■ Stated goal
Render the stretch from the line containing "platypus head, I" through the end of the listing as a numbered list, with blank lines left out.

--

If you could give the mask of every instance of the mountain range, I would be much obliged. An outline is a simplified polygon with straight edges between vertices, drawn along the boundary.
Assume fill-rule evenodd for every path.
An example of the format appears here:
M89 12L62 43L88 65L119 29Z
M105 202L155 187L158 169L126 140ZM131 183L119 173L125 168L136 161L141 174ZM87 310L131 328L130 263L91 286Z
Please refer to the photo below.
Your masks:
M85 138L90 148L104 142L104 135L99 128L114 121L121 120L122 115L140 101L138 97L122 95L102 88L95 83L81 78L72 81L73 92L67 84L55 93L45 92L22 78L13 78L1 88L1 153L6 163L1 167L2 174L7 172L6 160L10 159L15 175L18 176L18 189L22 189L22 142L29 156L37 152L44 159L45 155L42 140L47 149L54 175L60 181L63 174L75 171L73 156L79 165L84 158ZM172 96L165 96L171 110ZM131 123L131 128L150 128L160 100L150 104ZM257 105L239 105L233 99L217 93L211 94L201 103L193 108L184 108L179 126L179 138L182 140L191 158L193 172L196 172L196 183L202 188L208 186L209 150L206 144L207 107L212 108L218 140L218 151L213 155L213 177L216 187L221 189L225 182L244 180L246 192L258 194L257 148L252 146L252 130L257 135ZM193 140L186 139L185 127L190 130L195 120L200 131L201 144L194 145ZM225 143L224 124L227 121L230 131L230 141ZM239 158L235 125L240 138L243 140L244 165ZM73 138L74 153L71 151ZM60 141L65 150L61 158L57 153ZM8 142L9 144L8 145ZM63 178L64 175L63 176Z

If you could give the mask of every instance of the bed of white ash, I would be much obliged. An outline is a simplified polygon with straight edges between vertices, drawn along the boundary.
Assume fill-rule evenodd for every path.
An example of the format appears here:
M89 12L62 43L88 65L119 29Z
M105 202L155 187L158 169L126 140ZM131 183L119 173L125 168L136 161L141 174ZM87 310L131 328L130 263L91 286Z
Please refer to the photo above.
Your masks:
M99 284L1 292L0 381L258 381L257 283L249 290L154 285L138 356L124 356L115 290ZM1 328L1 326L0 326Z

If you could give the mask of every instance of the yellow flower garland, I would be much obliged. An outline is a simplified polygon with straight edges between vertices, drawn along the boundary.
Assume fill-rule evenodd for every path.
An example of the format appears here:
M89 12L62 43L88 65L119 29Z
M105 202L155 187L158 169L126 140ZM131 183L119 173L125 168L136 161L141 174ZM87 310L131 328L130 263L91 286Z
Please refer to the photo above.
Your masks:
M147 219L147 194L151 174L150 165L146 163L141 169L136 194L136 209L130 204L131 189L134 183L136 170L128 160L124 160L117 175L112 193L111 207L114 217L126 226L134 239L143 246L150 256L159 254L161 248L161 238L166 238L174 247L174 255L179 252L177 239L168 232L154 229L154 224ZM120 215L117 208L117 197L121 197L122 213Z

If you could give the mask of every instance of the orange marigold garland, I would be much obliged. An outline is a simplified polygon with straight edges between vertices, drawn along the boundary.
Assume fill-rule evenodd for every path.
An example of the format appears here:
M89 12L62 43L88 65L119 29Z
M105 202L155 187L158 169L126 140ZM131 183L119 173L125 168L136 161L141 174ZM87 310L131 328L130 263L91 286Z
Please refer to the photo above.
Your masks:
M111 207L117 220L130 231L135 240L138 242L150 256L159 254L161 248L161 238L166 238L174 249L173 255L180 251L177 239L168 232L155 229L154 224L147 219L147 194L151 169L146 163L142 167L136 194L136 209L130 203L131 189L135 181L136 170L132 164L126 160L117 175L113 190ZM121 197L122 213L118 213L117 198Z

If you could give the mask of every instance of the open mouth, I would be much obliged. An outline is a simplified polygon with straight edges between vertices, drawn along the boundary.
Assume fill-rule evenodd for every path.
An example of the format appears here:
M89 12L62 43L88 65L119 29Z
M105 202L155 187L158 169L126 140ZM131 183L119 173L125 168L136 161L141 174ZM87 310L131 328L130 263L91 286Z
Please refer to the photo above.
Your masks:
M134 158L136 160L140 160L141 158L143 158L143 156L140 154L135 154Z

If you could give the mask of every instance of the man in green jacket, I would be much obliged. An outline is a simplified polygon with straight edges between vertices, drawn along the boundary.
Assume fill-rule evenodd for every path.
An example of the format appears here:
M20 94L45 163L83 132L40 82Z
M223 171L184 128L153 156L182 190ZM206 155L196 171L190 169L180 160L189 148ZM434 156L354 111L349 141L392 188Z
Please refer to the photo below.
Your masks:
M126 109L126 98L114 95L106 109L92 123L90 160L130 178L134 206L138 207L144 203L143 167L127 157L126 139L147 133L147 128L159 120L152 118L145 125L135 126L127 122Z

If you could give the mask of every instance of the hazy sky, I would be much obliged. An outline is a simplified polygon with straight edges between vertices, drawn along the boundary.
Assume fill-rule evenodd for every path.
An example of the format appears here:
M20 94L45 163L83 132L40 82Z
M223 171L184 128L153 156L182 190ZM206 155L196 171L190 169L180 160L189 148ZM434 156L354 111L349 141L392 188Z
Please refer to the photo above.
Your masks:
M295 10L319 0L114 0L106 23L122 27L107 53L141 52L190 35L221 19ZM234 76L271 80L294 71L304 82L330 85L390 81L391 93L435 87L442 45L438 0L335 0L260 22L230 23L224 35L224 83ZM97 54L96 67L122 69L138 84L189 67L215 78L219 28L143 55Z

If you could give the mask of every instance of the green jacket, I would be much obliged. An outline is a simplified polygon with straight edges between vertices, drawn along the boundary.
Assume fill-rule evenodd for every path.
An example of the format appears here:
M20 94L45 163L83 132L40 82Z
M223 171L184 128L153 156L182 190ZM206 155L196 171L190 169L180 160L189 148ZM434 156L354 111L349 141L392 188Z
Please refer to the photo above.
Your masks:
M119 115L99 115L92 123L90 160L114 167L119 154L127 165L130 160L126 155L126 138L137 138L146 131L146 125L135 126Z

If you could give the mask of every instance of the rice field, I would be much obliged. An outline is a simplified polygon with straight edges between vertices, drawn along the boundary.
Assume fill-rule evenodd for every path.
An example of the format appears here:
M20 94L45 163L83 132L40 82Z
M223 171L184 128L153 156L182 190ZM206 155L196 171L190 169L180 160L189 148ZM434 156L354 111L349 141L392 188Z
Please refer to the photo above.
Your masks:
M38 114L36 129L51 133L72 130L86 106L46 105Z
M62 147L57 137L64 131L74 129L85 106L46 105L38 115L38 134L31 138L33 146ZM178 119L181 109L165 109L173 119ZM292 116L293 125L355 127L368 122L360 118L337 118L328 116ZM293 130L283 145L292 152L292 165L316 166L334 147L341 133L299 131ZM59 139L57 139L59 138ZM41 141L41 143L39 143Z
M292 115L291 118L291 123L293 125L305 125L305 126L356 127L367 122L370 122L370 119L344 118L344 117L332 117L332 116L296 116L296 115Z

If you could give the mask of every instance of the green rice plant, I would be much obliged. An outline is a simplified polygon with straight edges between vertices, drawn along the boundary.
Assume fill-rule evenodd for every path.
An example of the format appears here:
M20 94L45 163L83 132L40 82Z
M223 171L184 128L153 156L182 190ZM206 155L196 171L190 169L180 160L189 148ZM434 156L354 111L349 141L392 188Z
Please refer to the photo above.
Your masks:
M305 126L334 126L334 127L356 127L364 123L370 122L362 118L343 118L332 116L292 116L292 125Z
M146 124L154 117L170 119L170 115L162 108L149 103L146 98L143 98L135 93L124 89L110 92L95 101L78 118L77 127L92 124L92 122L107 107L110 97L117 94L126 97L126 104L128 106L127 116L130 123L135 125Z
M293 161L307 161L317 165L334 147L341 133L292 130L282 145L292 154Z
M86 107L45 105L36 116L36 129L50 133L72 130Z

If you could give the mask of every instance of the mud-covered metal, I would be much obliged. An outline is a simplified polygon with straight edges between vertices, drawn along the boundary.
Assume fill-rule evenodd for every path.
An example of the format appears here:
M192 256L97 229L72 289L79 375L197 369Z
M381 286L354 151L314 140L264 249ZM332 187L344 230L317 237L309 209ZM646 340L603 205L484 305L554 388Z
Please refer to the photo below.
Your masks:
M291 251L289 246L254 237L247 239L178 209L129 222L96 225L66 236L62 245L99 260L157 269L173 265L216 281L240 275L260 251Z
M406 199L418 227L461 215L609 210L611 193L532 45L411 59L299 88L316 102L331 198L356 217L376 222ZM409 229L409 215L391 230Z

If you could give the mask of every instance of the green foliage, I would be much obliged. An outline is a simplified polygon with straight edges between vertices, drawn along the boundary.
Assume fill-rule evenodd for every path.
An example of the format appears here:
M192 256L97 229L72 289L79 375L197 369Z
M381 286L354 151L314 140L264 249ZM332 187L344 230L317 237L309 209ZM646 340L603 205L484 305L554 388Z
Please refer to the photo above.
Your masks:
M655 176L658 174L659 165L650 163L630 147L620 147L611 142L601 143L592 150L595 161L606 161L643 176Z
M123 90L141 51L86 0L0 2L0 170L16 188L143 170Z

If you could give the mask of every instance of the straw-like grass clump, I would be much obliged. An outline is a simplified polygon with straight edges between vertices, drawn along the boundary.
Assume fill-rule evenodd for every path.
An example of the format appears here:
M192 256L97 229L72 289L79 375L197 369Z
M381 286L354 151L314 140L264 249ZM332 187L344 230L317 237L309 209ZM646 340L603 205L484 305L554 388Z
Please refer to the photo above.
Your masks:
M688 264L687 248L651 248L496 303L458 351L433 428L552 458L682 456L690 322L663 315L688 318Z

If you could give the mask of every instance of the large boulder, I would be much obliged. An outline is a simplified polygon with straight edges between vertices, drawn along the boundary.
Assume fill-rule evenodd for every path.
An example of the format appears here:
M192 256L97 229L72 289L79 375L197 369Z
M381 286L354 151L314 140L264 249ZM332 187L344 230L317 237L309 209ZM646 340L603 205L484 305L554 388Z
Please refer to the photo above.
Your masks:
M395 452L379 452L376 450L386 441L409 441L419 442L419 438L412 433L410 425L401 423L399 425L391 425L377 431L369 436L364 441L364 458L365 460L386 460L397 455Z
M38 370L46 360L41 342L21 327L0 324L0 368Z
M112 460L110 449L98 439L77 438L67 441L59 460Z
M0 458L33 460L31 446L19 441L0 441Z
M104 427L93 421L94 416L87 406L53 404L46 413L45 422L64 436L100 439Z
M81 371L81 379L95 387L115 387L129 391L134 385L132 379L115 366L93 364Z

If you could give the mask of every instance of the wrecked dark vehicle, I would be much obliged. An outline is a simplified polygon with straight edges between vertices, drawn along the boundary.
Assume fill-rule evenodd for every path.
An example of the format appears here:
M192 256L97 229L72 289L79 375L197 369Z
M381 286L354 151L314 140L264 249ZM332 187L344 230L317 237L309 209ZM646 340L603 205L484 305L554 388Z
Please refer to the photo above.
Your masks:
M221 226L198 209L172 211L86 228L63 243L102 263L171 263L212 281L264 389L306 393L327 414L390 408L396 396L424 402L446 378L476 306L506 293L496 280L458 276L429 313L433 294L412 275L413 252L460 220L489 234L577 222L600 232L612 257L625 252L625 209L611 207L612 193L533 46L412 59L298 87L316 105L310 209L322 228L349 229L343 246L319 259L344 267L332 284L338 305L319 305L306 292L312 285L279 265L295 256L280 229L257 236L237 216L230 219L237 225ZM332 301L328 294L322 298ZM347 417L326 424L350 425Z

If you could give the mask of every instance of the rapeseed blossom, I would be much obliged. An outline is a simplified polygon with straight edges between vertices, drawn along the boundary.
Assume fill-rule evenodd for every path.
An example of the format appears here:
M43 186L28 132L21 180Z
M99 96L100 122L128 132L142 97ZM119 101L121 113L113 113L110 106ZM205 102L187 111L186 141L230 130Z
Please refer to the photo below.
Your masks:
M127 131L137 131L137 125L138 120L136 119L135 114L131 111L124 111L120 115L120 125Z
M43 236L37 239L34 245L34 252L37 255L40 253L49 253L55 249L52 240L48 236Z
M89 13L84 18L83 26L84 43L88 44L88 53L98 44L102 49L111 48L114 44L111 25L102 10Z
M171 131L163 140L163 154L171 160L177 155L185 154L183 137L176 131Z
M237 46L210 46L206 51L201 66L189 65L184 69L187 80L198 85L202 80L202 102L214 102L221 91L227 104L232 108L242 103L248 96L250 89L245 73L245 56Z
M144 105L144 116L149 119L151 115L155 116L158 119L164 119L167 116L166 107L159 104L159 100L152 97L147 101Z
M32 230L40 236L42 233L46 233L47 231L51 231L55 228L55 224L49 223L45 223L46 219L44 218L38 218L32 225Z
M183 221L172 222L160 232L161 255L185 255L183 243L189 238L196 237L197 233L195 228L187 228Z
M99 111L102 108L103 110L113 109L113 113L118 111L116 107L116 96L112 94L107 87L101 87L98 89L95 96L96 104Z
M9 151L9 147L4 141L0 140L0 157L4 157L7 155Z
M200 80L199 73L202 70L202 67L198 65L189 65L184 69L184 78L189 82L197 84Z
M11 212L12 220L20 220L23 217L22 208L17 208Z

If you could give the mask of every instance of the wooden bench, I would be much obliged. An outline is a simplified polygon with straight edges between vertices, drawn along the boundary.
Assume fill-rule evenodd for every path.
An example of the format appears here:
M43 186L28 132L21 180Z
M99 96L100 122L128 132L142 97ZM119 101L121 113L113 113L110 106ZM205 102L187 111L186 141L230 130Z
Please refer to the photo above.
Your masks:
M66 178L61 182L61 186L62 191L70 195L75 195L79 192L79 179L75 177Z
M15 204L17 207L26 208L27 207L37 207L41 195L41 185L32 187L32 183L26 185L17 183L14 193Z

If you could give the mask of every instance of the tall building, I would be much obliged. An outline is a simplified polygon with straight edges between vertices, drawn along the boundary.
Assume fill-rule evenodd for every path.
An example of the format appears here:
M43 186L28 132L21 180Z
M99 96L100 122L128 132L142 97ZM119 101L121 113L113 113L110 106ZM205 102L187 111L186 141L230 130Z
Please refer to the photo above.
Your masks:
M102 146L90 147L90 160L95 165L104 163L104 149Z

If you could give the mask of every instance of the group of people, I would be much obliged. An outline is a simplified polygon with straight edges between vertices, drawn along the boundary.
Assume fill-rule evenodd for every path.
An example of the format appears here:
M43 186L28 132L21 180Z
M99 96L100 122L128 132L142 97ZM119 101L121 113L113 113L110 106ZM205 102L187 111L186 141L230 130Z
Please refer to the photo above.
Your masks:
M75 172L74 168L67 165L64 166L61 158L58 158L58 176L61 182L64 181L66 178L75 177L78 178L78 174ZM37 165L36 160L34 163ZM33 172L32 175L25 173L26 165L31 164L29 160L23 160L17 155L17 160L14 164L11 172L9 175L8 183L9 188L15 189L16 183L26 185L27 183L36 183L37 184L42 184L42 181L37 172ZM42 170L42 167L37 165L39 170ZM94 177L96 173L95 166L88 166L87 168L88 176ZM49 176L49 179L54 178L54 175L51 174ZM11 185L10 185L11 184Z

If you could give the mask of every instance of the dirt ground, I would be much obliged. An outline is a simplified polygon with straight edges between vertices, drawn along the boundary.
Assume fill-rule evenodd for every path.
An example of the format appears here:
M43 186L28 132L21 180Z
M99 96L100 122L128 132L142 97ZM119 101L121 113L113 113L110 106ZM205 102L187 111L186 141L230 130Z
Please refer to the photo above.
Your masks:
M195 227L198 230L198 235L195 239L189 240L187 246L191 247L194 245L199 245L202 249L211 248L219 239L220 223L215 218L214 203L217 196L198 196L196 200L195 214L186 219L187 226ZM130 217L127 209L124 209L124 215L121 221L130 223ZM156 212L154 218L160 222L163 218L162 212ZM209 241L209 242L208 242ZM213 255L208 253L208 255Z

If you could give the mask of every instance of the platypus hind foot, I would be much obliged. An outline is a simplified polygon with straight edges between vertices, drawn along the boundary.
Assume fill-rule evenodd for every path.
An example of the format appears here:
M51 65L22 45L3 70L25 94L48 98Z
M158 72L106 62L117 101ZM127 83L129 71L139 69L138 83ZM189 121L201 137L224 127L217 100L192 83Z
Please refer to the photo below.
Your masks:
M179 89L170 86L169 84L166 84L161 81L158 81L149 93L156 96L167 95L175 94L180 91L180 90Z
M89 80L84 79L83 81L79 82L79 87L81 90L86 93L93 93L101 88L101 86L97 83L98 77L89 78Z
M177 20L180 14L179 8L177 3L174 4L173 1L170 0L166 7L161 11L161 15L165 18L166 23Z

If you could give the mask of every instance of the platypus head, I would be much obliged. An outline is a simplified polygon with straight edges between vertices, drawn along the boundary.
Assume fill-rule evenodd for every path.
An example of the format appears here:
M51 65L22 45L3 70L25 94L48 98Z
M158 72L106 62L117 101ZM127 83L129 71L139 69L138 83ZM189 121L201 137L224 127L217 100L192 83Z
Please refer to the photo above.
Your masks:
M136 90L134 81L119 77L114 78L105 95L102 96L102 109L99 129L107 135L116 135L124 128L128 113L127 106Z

--

■ Exercise output
1. If you could give the mask of every instance of the platypus head, I would be much obliged. An outline is a simplified polygon with straight edges between vertices, drawn along the boundary.
2. Assume fill-rule evenodd for every path.
3. An example of the format appears here:
4. M51 65L22 45L3 70L25 94L48 98Z
5. M158 72L106 62L117 101ZM127 83L129 71L139 69L138 83ZM189 121L201 137L224 127L217 100L192 83Z
6. Please refer to the photo above.
7. Your masks:
8. M136 90L134 81L119 77L114 78L105 95L102 96L102 109L99 129L107 135L116 135L124 128L128 113L127 106Z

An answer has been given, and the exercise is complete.